DIRECTIONS:
An exact copy of the listing is what is needed; please output it in full.
########
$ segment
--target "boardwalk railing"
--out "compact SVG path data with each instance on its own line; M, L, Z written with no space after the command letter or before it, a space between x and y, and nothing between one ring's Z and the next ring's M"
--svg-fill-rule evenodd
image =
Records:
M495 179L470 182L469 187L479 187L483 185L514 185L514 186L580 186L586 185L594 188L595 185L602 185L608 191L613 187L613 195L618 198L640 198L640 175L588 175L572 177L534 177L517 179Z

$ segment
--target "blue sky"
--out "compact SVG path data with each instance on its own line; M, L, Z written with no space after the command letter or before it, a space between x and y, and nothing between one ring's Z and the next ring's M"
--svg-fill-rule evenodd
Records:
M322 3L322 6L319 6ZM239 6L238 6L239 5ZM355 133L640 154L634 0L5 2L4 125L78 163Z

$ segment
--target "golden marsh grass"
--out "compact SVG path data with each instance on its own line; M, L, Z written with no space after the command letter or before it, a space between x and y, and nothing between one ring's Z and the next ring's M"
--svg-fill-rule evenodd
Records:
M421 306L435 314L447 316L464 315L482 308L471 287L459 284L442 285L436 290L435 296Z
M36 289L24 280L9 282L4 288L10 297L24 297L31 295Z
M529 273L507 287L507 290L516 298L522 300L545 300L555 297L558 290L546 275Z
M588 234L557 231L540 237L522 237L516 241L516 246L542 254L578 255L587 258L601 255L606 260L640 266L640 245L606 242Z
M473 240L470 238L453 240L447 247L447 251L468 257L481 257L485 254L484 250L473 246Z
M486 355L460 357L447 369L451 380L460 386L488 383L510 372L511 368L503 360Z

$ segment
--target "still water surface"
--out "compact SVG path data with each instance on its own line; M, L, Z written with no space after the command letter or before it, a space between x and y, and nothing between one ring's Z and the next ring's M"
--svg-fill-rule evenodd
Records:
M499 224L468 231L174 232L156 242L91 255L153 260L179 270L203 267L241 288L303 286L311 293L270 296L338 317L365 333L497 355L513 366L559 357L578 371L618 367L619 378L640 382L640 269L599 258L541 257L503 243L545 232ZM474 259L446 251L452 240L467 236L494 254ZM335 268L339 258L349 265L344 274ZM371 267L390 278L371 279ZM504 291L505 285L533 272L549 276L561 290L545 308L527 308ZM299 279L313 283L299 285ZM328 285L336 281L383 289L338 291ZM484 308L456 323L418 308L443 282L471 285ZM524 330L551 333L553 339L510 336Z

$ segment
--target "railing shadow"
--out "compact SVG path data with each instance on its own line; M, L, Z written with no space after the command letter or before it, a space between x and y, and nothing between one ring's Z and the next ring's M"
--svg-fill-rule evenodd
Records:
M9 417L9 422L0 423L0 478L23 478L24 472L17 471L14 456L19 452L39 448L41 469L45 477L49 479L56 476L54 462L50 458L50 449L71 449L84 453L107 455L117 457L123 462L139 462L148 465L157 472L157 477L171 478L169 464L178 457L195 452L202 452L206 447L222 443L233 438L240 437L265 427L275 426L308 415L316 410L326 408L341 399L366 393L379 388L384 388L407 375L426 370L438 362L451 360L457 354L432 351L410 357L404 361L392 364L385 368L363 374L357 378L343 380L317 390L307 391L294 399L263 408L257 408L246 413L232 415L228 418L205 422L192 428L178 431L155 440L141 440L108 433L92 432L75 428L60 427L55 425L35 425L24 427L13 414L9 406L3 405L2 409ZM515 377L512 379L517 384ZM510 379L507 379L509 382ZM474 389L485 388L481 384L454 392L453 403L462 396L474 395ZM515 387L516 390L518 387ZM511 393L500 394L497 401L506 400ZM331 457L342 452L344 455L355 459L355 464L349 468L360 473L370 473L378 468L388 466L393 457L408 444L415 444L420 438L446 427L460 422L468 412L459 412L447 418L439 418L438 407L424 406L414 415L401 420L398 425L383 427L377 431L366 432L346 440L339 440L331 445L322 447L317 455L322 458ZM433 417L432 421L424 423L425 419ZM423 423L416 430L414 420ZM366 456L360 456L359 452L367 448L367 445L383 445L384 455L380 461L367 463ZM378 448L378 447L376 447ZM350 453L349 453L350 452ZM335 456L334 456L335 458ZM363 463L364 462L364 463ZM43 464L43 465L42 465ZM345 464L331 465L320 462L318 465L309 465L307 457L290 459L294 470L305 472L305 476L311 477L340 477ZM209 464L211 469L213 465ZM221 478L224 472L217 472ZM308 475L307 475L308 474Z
########
SOLUTION TO THIS TASK:
$ segment
--target "boardwalk railing"
--out "compact SVG path data with each instance on its own line; M, L, Z written with no space after the command letter or before it, a space between x and y, and nothing between one ring's Z and the next ring's M"
--svg-fill-rule evenodd
image =
Records:
M495 179L470 182L469 187L479 187L483 185L514 185L514 186L580 186L586 185L594 188L595 185L602 185L608 191L613 187L613 195L618 198L640 198L640 175L588 175L572 177L534 177L517 179Z

$ segment
--target "blue sky"
--out "compact SVG path data with each instance on its own line; M, L, Z written with no space after the command letter or before it, a space between x and y, and nothing between one ring's Z and the next ring's M"
--svg-fill-rule evenodd
Records:
M322 3L322 6L319 6ZM239 6L238 6L239 5ZM355 133L640 154L634 0L5 2L4 125L78 163Z

$ segment
--target "golden marsh grass"
--out "compact SVG path data with each instance on its own line; M, L, Z written with no space after the command letter or before it, a space between x and y, and nothing between one ring's Z and the next ring's M"
--svg-fill-rule evenodd
Records:
M421 306L435 314L447 316L464 315L482 308L471 287L459 284L442 285L436 290L435 296Z
M36 289L24 280L9 282L4 288L10 297L24 297L31 295Z
M529 273L507 287L507 290L516 298L522 300L545 300L555 297L558 290L546 275Z
M588 234L557 231L540 237L522 237L516 241L516 246L542 254L578 255L587 258L601 255L606 260L640 266L640 245L606 242Z
M473 240L470 238L453 240L447 247L447 251L468 257L481 257L485 254L484 250L473 246Z
M486 355L460 357L447 369L451 380L460 386L488 383L510 372L511 368L503 360Z

$ segment
--target "still water surface"
--out "compact SVG path data with each instance on its own line; M, L, Z written with no space after the command letter or before it, a space between x and y, and nothing between one ring's Z and the next ring's M"
--svg-fill-rule evenodd
Records:
M499 224L468 231L174 232L156 242L91 255L153 260L179 270L203 267L241 288L303 286L311 293L270 296L338 317L365 333L497 355L513 366L559 357L578 371L618 367L619 378L640 382L640 269L599 258L541 257L503 243L545 232ZM474 259L446 251L452 240L467 236L494 254ZM335 268L339 258L349 265L344 274ZM371 267L390 278L371 279ZM504 291L505 285L533 272L549 276L561 290L545 308L527 308ZM299 279L313 283L299 285ZM328 285L336 281L383 289L338 291ZM484 308L456 323L418 308L443 282L471 285ZM524 330L551 333L553 339L510 336Z

$ segment
--target "railing shadow"
--out "compact SVG path data with each instance on its own line; M, L, Z written with no space after the command letter or before it, a space between x and y, and nothing between one ring's Z and the next ring's M"
--svg-fill-rule evenodd
Records:
M9 417L9 422L0 423L0 478L23 478L24 472L17 471L14 456L19 452L39 448L41 469L45 477L49 479L56 476L54 462L50 458L50 449L71 449L84 453L107 455L117 457L123 462L139 462L148 465L157 472L157 477L171 478L169 464L178 457L195 452L202 452L206 447L222 443L233 438L240 437L265 427L275 426L308 415L316 410L326 408L341 399L366 393L379 388L384 388L407 375L426 370L438 362L451 360L457 354L432 351L410 357L404 361L392 364L385 368L363 374L357 378L343 380L317 390L307 391L294 399L263 408L257 408L246 413L232 415L228 418L205 422L192 428L178 431L155 440L141 440L108 433L92 432L75 428L60 427L55 425L35 425L24 427L13 414L9 406L3 405L2 409ZM515 377L512 379L517 384ZM510 379L507 379L509 382ZM474 389L485 388L481 384L454 392L453 403L462 396L474 395ZM515 387L516 390L518 387ZM511 393L500 394L497 401L506 400ZM331 457L342 452L344 455L355 459L355 464L349 468L360 473L370 473L378 468L388 466L393 457L408 444L415 444L420 438L446 427L460 422L468 412L459 412L447 418L439 418L438 407L424 406L414 415L401 420L398 425L383 427L377 431L366 432L346 440L339 440L331 445L322 447L317 455L322 458ZM433 417L432 421L424 423L425 419ZM423 423L416 430L414 420ZM366 456L360 456L359 452L367 448L367 445L383 445L384 455L380 461L367 463ZM378 448L378 447L376 447ZM350 453L349 453L350 452ZM335 456L334 456L335 458ZM363 463L364 462L364 463ZM43 464L43 465L42 465ZM345 464L331 465L320 462L318 465L309 465L307 457L290 459L294 470L305 472L305 476L311 477L340 477ZM209 464L211 469L213 465ZM221 478L224 472L217 472ZM308 475L307 475L308 474Z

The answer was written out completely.